● JOB: Collect every line in the data below that contains the string "rear", treating uppercase and lowercase as different.

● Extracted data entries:
----

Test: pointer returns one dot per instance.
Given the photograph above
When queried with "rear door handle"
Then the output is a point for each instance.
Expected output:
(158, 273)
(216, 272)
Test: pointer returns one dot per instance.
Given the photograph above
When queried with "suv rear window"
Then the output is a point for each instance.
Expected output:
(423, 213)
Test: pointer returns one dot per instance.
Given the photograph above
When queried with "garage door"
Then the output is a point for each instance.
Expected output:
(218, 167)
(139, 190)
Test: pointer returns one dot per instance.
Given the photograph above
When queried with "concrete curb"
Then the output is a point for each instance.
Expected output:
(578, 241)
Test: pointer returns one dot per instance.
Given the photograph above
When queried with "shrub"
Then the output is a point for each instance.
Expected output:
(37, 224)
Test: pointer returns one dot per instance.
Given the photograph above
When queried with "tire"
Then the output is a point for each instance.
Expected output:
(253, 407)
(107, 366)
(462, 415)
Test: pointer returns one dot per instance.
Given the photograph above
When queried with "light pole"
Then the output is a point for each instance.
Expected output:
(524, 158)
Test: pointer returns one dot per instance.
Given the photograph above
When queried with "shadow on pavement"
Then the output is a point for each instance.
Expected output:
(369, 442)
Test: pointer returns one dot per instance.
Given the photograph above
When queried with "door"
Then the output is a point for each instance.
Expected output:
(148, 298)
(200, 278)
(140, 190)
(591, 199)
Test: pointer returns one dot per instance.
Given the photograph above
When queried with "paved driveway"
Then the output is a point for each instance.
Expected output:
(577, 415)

----

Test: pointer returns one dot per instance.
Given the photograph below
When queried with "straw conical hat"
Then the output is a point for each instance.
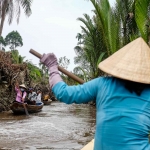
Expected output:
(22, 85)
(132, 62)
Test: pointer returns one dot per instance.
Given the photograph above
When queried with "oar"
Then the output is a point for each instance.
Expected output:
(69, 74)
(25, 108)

----

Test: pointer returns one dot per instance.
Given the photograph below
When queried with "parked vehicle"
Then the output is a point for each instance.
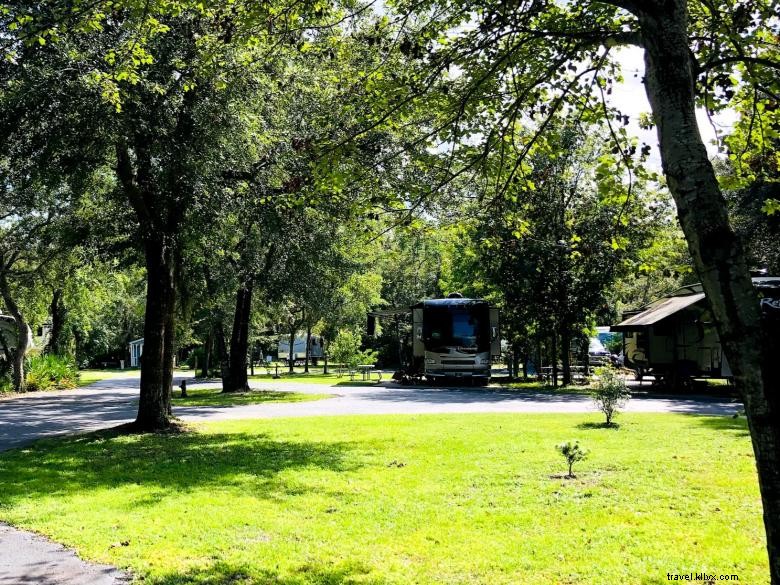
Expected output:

----

● ANSWER FOR THE TASK:
When queried with "rear door handle"
When queried with "suv rear window"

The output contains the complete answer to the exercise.